**EXERCISE:** Rewrite every line of the listing below, starting with the line containing "Per the spec, this vision system identifies the cloud bank" and continuing through the line containing "xmin=35 ymin=0 xmax=200 ymax=241", and offset each bounding-box coordinate by 3. Leave the pictures out.

Detection annotation records:
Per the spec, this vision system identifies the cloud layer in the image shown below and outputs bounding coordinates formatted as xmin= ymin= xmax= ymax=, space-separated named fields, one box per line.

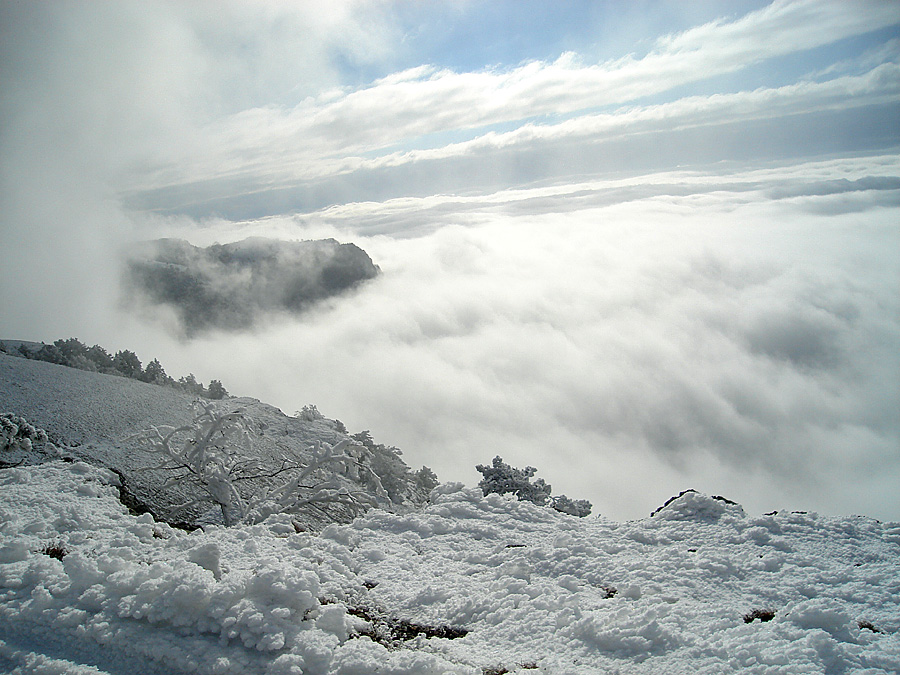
xmin=0 ymin=0 xmax=900 ymax=518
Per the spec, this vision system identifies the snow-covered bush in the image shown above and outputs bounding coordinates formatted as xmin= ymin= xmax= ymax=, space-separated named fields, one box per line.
xmin=294 ymin=404 xmax=325 ymax=422
xmin=475 ymin=455 xmax=550 ymax=506
xmin=475 ymin=455 xmax=591 ymax=517
xmin=0 ymin=413 xmax=49 ymax=452
xmin=133 ymin=401 xmax=373 ymax=526
xmin=550 ymin=495 xmax=591 ymax=518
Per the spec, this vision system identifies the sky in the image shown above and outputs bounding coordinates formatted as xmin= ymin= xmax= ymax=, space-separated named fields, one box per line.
xmin=0 ymin=0 xmax=900 ymax=519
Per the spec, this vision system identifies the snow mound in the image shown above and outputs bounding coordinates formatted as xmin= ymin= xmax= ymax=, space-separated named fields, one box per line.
xmin=650 ymin=490 xmax=744 ymax=520
xmin=0 ymin=354 xmax=433 ymax=529
xmin=0 ymin=462 xmax=900 ymax=675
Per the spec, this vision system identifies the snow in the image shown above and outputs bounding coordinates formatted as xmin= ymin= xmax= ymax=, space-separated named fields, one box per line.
xmin=0 ymin=355 xmax=900 ymax=675
xmin=0 ymin=461 xmax=900 ymax=675
xmin=0 ymin=354 xmax=427 ymax=529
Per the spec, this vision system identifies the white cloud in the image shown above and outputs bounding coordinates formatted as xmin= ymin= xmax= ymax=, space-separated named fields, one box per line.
xmin=119 ymin=156 xmax=900 ymax=518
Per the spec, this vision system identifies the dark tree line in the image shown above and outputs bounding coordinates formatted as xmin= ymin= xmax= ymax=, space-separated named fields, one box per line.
xmin=0 ymin=338 xmax=228 ymax=399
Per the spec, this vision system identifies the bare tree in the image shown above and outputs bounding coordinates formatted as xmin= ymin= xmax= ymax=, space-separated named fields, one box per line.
xmin=132 ymin=401 xmax=383 ymax=526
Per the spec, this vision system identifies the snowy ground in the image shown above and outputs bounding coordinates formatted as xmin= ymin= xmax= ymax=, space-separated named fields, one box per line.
xmin=0 ymin=462 xmax=900 ymax=675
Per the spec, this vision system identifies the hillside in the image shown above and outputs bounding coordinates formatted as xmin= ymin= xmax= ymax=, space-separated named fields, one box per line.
xmin=0 ymin=355 xmax=900 ymax=675
xmin=0 ymin=354 xmax=431 ymax=529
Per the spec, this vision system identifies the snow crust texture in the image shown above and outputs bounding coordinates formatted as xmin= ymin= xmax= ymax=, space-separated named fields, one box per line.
xmin=0 ymin=461 xmax=900 ymax=675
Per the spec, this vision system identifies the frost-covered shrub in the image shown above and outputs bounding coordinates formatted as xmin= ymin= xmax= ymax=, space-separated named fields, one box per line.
xmin=475 ymin=455 xmax=591 ymax=518
xmin=475 ymin=455 xmax=551 ymax=506
xmin=0 ymin=413 xmax=49 ymax=452
xmin=296 ymin=404 xmax=325 ymax=422
xmin=132 ymin=401 xmax=372 ymax=525
xmin=550 ymin=495 xmax=591 ymax=518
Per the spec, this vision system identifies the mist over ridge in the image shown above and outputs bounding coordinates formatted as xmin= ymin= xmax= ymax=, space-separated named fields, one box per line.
xmin=123 ymin=237 xmax=379 ymax=337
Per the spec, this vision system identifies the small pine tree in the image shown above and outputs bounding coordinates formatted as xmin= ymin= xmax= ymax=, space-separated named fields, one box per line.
xmin=206 ymin=380 xmax=228 ymax=401
xmin=475 ymin=455 xmax=591 ymax=518
xmin=475 ymin=455 xmax=551 ymax=506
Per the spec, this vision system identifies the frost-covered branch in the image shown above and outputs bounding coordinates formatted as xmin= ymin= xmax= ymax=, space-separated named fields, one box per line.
xmin=129 ymin=401 xmax=376 ymax=525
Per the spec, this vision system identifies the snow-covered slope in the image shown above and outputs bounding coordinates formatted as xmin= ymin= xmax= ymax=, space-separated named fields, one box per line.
xmin=0 ymin=354 xmax=427 ymax=528
xmin=0 ymin=462 xmax=900 ymax=675
xmin=0 ymin=355 xmax=900 ymax=675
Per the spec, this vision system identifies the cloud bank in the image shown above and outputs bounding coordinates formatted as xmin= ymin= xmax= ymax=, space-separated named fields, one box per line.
xmin=0 ymin=0 xmax=900 ymax=518
xmin=124 ymin=237 xmax=378 ymax=337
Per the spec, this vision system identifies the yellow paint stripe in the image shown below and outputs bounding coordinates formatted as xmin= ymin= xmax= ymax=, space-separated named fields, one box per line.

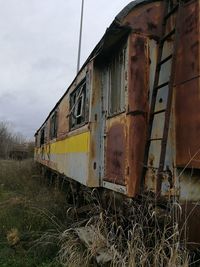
xmin=36 ymin=132 xmax=90 ymax=154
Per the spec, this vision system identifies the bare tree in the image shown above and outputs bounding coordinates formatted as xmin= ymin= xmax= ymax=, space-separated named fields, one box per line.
xmin=0 ymin=121 xmax=26 ymax=159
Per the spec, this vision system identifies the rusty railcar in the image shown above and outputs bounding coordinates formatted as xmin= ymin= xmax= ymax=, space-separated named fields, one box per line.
xmin=35 ymin=0 xmax=200 ymax=243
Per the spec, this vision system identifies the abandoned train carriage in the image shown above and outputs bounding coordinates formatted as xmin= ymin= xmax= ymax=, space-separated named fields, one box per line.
xmin=35 ymin=0 xmax=200 ymax=241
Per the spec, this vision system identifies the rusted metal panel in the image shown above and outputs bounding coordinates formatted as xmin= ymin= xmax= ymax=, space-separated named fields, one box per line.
xmin=128 ymin=34 xmax=149 ymax=113
xmin=174 ymin=1 xmax=200 ymax=168
xmin=57 ymin=95 xmax=69 ymax=140
xmin=126 ymin=34 xmax=149 ymax=196
xmin=123 ymin=1 xmax=164 ymax=37
xmin=104 ymin=115 xmax=127 ymax=185
xmin=179 ymin=201 xmax=200 ymax=249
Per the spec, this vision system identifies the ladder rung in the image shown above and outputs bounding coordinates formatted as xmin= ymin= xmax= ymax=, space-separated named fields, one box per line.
xmin=152 ymin=109 xmax=166 ymax=115
xmin=149 ymin=137 xmax=163 ymax=142
xmin=160 ymin=28 xmax=176 ymax=43
xmin=154 ymin=81 xmax=169 ymax=90
xmin=164 ymin=3 xmax=179 ymax=20
xmin=158 ymin=54 xmax=172 ymax=67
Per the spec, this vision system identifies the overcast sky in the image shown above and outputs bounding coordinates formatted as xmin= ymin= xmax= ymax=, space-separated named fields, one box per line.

**RESPONSE TO THIS EXERCISE:**
Per the spec, this vision system identifies the cloud bank in the image shown above and outputs bounding coordinates formatted as xmin= ymin= xmax= ymax=, space-separated named fields, one box per line.
xmin=3 ymin=3 xmax=903 ymax=521
xmin=127 ymin=240 xmax=381 ymax=340
Per the spec, this vision system identifies the yellow paint stripe in the image shown below and outputs bounding coordinates formatted as xmin= ymin= xmax= ymax=, space-separated named fields, one box per line.

xmin=39 ymin=135 xmax=93 ymax=157
Per the spec, this vision system identifies the bare tree in the image shown above and outputs bounding coordinates formatted as xmin= ymin= xmax= ymax=, space-separated named fields, one box per line.
xmin=3 ymin=124 xmax=29 ymax=162
Per the spec, this vision system identifies the rusty railcar in the image shown above and outputs bounding coordinates formatted as xmin= ymin= xmax= ymax=, space-separated named fields, one box per line.
xmin=38 ymin=3 xmax=203 ymax=246
Per the spec, this vision system identifies the abandoned train carriage in the image shown above and outputs bounding coordinates formatted as xmin= ymin= xmax= ymax=, space-separated named fields, one box per line.
xmin=38 ymin=3 xmax=203 ymax=244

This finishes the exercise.